**Point localization data**

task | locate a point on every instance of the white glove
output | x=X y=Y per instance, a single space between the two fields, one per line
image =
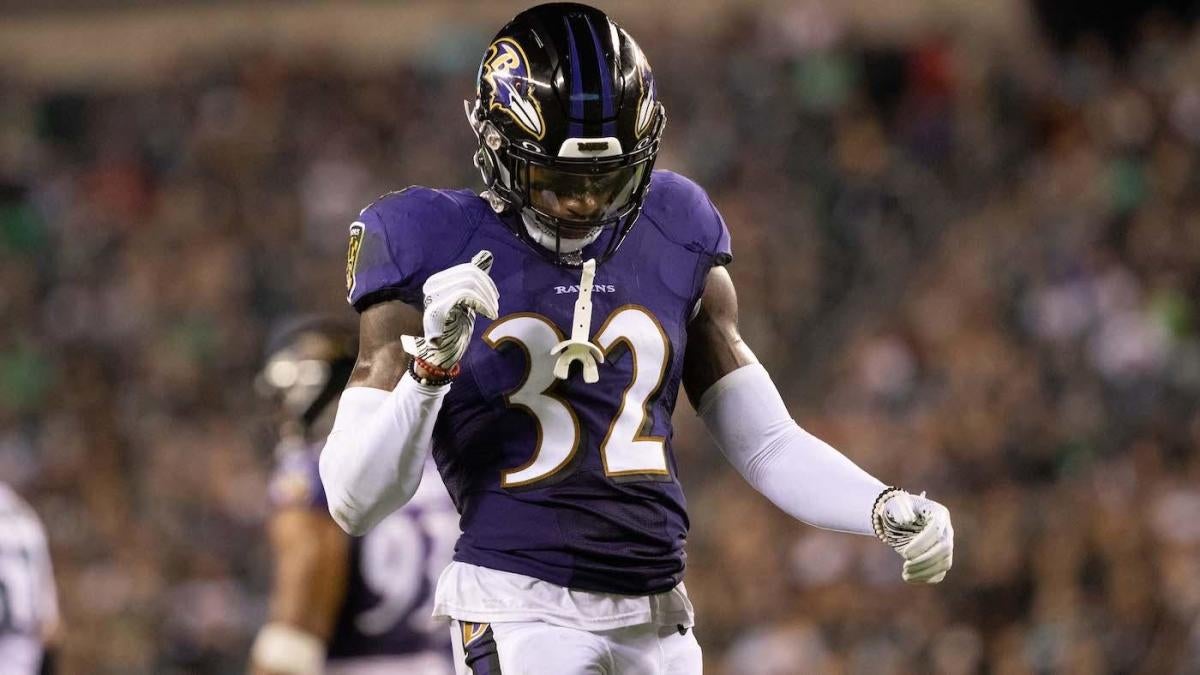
x=451 y=299
x=919 y=530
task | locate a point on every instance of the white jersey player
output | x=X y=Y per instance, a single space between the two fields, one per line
x=29 y=607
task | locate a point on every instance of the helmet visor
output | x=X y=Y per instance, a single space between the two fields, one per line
x=586 y=198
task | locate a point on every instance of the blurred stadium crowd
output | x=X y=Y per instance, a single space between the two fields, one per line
x=987 y=254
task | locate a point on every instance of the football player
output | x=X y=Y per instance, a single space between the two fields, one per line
x=29 y=605
x=605 y=288
x=340 y=604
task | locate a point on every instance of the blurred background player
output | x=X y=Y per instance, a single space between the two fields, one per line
x=29 y=605
x=340 y=604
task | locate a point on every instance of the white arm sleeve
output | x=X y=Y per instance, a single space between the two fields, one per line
x=376 y=453
x=793 y=469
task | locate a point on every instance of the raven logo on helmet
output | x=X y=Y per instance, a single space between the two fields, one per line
x=507 y=71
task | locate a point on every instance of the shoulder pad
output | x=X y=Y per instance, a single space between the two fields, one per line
x=684 y=214
x=400 y=240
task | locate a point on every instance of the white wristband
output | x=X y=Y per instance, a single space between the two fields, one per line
x=281 y=647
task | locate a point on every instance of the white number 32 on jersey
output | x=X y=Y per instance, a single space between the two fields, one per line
x=624 y=449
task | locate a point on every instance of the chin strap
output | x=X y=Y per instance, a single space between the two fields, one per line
x=580 y=347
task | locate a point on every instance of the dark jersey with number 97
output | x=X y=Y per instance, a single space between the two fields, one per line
x=569 y=482
x=393 y=569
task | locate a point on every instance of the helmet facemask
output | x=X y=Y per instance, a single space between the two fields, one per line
x=569 y=126
x=589 y=195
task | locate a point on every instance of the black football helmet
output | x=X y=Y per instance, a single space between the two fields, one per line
x=569 y=125
x=307 y=364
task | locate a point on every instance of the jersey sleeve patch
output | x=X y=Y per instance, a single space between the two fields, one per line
x=399 y=242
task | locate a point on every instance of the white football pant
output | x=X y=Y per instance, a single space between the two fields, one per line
x=533 y=647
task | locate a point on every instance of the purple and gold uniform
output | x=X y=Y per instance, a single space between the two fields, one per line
x=391 y=572
x=568 y=482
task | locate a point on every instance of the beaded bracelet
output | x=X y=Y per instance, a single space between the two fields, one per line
x=877 y=517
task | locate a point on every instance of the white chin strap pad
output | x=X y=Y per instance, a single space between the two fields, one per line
x=545 y=236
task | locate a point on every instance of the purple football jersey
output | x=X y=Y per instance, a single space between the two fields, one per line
x=393 y=569
x=569 y=482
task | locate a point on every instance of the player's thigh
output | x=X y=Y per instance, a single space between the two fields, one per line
x=527 y=647
x=681 y=653
x=651 y=650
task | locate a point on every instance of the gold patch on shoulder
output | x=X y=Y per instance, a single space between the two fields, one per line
x=352 y=256
x=472 y=632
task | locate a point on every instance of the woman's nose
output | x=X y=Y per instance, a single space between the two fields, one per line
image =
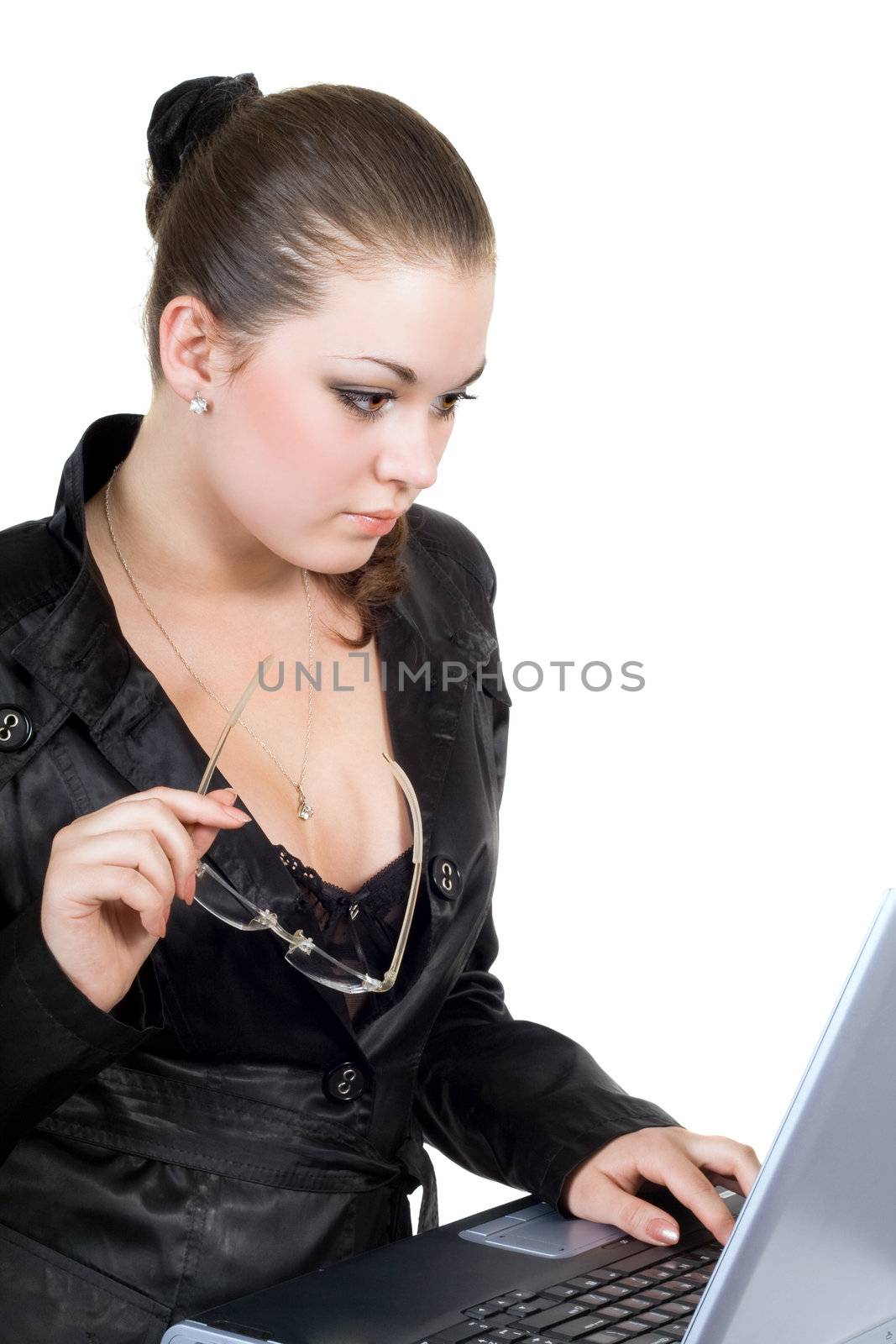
x=411 y=461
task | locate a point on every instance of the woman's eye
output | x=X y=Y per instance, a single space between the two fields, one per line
x=369 y=407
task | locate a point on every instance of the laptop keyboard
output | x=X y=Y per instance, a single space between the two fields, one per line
x=652 y=1305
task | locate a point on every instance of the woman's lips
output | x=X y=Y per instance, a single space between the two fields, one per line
x=372 y=526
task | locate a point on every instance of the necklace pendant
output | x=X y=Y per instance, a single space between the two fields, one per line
x=304 y=810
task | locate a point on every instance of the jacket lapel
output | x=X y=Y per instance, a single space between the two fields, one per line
x=80 y=655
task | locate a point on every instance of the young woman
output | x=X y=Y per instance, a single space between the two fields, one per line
x=223 y=1042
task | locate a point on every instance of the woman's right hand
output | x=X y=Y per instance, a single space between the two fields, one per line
x=112 y=877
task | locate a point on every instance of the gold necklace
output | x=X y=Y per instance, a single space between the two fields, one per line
x=302 y=810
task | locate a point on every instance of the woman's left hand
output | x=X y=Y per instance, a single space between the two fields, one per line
x=602 y=1187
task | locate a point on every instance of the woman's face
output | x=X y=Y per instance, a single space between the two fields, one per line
x=318 y=428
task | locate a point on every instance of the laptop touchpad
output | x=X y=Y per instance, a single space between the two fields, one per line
x=539 y=1230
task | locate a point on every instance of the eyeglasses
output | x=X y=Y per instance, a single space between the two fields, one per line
x=217 y=895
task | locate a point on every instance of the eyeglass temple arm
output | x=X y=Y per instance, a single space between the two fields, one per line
x=234 y=714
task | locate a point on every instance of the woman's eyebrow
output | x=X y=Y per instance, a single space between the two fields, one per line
x=406 y=374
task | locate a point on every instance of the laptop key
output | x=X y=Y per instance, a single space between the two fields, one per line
x=457 y=1334
x=578 y=1330
x=537 y=1304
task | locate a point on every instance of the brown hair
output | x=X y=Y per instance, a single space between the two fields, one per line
x=282 y=192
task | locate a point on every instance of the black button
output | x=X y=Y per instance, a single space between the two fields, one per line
x=345 y=1082
x=446 y=877
x=15 y=727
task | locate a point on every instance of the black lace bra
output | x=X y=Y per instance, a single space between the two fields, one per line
x=359 y=927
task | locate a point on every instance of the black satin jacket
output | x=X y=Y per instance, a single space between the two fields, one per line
x=226 y=1126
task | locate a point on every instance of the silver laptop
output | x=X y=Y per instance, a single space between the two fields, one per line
x=812 y=1258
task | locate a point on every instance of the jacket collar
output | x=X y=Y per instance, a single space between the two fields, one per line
x=82 y=628
x=78 y=652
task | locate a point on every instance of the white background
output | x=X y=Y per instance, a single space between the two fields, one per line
x=683 y=454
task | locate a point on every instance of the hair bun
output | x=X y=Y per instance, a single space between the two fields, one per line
x=187 y=113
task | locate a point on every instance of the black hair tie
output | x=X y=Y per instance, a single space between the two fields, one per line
x=187 y=113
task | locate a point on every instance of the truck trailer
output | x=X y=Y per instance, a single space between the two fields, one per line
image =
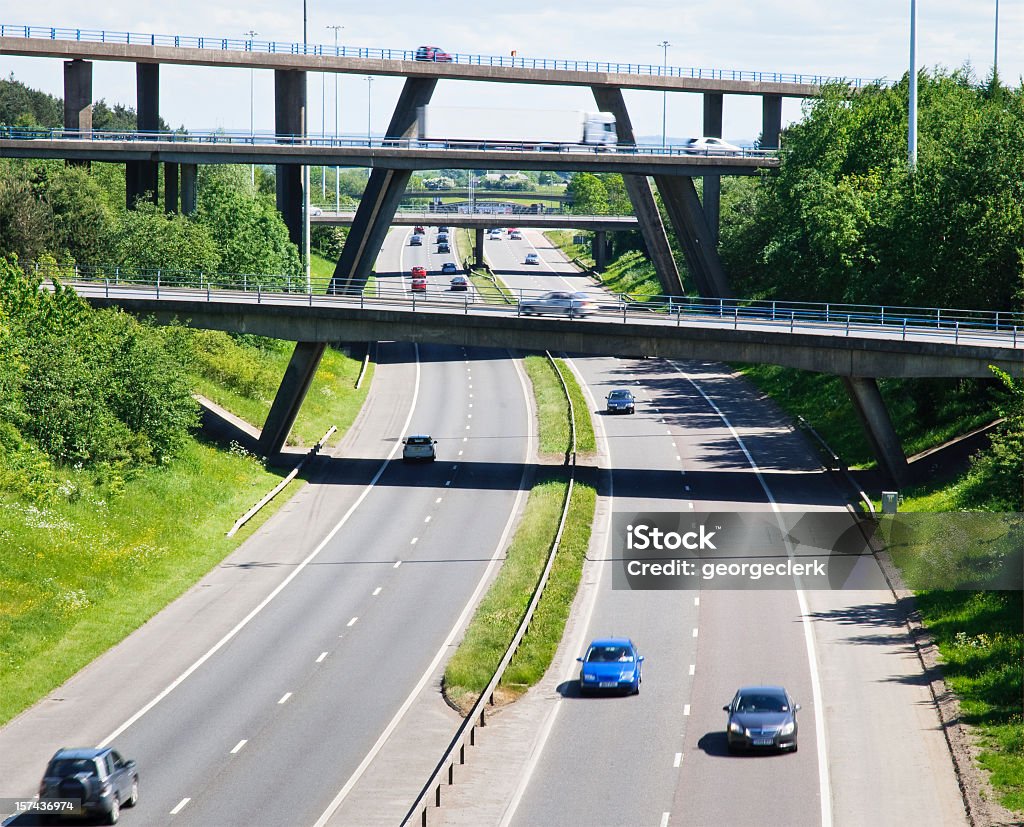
x=516 y=129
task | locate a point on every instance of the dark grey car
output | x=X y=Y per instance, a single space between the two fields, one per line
x=762 y=717
x=99 y=778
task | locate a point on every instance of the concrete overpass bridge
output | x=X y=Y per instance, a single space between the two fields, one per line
x=855 y=343
x=694 y=222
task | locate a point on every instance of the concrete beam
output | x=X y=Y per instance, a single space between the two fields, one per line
x=78 y=95
x=771 y=121
x=294 y=386
x=170 y=187
x=713 y=183
x=189 y=174
x=642 y=198
x=878 y=427
x=290 y=119
x=381 y=197
x=142 y=176
x=683 y=206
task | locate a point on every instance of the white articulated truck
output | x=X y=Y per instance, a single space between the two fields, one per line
x=517 y=129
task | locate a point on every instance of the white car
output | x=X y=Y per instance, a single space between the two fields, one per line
x=419 y=446
x=711 y=146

**Exercise description**
Begin with the line above that has "the laptop keyboard" and continue through the line that has "eyeglass temple arm", setting each one down exactly. Stop there.

**Answer for the task**
task | locate a point on every instance of the laptop keyboard
output | x=X y=Y per instance, a single space between the two fields, one per line
x=652 y=1305
task | locate a point on every instance of the woman's lips
output | x=X y=Y per instance, a single space between the two fields, one per line
x=372 y=526
task | locate a point on every instance of the necklace pendant
output | x=X y=Y per instance, a single space between the two fields, one per line
x=304 y=810
task | locate a point on every instance of the jacket lapel
output | x=X y=Y per instance, a single space between the two fields, one per line
x=80 y=655
task | locate a point on every instance of the young woman
output | x=X y=Y per instance, a single space between the two fields, one per line
x=223 y=1042
task | locate a point on every instance of the woman's right hand
output | x=X y=Y per instance, a single space between the two fields, one per line
x=112 y=877
task | locate a point on every instance of the gold necklace
output | x=X y=Y per instance, a single space between the two fields, one per line
x=302 y=810
task | locate a point on every instance of the woman's left hand
output | x=X y=Y per instance, a single space between the two fields, one per line
x=602 y=1187
task | locate a point on every instance of the woman's face
output | x=X y=Y per instance, a single space between the two fields, one per line
x=318 y=428
task | locate a point on every instance of the laptop touchpad
output | x=X y=Y per instance, a single space between the two fields, one per line
x=539 y=1230
task | locate a point on every instance of the eyeglasses
output | x=X y=Y per instance, a single space between the two fields, one per line
x=217 y=895
task | locate a point on every instance of the eyeglass temple arm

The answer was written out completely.